» **YOUR GOAL**:
Copy out the entries below precisely; nothing is to be omitted.

» **Labeled-object pointing entries**:
################

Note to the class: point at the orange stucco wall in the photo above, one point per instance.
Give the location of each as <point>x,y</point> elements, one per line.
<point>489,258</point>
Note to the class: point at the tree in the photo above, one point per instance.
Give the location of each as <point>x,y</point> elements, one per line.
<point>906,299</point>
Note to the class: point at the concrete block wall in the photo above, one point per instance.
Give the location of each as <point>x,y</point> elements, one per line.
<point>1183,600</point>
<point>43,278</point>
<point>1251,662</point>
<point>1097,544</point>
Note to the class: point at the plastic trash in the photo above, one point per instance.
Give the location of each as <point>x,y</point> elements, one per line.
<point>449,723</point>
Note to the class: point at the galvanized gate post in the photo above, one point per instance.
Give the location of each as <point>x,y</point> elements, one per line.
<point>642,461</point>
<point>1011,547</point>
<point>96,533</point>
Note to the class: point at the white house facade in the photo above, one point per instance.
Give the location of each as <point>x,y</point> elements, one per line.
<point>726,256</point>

################

» **SOLUTION FOR THIS PROBLEM**:
Note to the class: point at the orange stucco wall in the photo above, one point per instance.
Give the location of each as <point>x,y</point> elements, one per line.
<point>489,258</point>
Note to the class: point at the tree in the photo above, one point per instance.
Give the location of each as <point>x,y</point> elements, one per line.
<point>906,299</point>
Note to the class: point at the concrete block wall in the photo above, one point per instance.
Give the location of each as <point>x,y</point> elements, one per line.
<point>1183,600</point>
<point>43,278</point>
<point>1251,662</point>
<point>1097,544</point>
Note to the class: point at the plastic trash in the photo above, one point per instance.
Give the location of each as <point>x,y</point> elements, one per line.
<point>449,723</point>
Note to the class: point at the galvanized gate post in the photo above, one point per instance.
Give the location of each as <point>x,y</point> elements, one per line.
<point>642,461</point>
<point>1011,547</point>
<point>96,533</point>
Note to the class: point at the white house facade in the photo above, one point per instance.
Give the location of each as <point>x,y</point> elements, one per line.
<point>726,256</point>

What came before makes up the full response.